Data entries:
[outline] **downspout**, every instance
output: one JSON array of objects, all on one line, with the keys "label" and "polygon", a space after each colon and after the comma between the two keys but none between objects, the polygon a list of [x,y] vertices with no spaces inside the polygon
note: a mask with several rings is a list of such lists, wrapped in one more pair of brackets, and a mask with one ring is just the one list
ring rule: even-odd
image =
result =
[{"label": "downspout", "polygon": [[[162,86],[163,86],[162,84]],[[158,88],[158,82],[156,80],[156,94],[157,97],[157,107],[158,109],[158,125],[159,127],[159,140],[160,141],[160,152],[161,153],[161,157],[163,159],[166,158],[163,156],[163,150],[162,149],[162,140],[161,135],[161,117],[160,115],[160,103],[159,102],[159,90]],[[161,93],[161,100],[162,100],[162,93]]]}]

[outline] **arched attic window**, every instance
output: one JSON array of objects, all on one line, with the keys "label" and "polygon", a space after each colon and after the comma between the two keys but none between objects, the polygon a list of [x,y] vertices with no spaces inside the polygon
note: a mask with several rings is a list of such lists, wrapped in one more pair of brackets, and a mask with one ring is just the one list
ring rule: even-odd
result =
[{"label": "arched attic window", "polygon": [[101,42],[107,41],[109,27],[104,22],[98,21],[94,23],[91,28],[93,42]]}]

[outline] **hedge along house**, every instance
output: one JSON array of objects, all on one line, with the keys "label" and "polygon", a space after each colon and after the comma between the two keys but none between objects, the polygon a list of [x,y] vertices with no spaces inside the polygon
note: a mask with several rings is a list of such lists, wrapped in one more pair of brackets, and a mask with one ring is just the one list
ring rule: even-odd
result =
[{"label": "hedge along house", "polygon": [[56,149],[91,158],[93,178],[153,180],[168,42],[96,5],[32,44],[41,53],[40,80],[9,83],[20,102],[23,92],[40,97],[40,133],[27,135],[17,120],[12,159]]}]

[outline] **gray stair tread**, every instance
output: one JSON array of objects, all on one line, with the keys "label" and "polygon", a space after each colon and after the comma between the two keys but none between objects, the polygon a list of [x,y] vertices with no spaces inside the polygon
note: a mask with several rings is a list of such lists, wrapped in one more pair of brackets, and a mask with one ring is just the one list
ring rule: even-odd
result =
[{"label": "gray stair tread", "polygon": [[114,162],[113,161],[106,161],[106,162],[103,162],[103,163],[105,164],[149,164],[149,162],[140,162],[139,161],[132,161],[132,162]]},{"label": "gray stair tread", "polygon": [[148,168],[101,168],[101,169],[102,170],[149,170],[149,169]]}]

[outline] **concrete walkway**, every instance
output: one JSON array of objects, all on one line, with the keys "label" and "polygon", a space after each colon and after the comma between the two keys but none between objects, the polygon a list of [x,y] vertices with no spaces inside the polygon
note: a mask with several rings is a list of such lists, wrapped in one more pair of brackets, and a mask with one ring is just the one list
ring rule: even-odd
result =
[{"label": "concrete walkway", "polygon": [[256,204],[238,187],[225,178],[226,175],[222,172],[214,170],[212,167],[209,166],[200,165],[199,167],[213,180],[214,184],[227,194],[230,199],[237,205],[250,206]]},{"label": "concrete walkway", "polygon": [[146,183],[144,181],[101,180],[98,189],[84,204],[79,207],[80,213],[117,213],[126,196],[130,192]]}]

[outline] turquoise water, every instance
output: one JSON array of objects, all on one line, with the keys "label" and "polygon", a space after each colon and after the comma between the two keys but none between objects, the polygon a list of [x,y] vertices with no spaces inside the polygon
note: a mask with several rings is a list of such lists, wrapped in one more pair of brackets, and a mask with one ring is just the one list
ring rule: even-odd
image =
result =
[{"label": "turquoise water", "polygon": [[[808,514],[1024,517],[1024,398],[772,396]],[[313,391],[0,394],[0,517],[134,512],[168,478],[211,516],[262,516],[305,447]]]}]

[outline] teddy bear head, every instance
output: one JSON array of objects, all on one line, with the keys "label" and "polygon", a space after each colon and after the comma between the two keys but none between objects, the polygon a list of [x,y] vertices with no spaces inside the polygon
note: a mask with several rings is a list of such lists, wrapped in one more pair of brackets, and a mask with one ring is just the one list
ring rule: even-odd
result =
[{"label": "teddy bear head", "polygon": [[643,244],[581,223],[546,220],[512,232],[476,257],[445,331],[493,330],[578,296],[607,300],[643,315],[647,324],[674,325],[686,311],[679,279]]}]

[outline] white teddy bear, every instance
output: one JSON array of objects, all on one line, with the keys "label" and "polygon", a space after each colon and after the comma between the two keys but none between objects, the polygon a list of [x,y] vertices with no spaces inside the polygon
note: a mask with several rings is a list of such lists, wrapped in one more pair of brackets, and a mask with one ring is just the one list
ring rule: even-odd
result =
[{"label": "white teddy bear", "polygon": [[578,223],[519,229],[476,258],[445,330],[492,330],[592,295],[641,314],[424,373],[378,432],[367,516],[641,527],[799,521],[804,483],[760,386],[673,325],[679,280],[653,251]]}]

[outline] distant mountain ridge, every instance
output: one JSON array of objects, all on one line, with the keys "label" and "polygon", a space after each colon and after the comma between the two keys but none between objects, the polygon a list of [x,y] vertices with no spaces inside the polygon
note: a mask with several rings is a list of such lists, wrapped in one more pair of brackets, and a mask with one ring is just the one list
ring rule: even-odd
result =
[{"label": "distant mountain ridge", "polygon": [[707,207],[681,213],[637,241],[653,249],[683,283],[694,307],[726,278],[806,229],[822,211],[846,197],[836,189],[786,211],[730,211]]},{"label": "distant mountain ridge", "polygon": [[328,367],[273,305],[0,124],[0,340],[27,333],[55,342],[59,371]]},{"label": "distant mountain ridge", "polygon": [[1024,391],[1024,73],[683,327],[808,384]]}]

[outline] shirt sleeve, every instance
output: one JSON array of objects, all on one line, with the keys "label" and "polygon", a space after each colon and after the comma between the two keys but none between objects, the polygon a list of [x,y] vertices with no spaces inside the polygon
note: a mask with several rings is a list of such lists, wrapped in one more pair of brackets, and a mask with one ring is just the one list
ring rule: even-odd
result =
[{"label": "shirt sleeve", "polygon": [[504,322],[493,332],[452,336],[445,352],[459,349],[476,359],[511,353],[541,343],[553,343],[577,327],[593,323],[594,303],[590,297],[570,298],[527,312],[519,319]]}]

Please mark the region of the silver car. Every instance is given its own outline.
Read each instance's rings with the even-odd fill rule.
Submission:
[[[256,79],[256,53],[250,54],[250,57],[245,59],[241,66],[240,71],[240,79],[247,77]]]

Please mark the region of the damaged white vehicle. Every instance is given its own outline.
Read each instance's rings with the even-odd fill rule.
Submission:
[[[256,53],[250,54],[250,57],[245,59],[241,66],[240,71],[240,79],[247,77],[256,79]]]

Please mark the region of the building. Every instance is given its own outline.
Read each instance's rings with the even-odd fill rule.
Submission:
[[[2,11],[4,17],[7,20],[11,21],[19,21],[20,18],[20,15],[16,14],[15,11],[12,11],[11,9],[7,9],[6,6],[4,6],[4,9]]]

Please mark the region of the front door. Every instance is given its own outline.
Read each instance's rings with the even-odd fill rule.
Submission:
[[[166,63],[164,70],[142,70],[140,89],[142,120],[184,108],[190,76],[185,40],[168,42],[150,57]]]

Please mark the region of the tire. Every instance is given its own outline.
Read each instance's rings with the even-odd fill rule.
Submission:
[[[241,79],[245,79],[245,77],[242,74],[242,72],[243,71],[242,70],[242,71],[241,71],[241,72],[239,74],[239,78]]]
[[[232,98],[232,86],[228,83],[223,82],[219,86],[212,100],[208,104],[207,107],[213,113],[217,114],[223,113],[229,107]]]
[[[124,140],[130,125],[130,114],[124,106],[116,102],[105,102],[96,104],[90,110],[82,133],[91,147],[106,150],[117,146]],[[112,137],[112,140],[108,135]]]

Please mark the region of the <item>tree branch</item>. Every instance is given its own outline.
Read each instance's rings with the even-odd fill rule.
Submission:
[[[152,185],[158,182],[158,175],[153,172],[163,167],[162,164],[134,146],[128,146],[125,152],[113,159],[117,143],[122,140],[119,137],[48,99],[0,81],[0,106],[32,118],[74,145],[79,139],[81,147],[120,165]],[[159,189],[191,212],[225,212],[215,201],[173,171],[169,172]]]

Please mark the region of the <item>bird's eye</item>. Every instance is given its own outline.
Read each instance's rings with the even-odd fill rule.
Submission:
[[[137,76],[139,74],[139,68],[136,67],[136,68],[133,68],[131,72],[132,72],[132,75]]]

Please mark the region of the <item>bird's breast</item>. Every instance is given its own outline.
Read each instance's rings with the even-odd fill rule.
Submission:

TO BE DONE: Output the line holding "Please mark the region of the <item>tree", then every later line through the end of the records above, exactly as given and nothing else.

RESULT:
Please mark the region of the <item>tree branch</item>. Every instance is given its own outline.
Read each instance's rings with the even-odd fill rule.
Submission:
[[[152,185],[158,182],[158,175],[153,172],[163,167],[162,164],[134,146],[128,146],[125,152],[113,159],[117,143],[122,140],[119,137],[48,99],[0,81],[0,106],[32,118],[74,145],[79,139],[81,147],[120,165]],[[159,189],[191,212],[225,212],[215,201],[173,171],[169,172]]]

Please mark the region of the <item>bird's eye</item>. Every instance is given its own outline.
Read each instance's rings with the even-odd fill rule.
Submission:
[[[137,76],[139,74],[139,68],[136,67],[136,68],[133,68],[131,72],[132,72],[132,75]]]

Please mark the region of the <item>bird's breast</item>. Every instance is given its own outline.
Read each instance's rings with the even-odd fill rule.
Submission:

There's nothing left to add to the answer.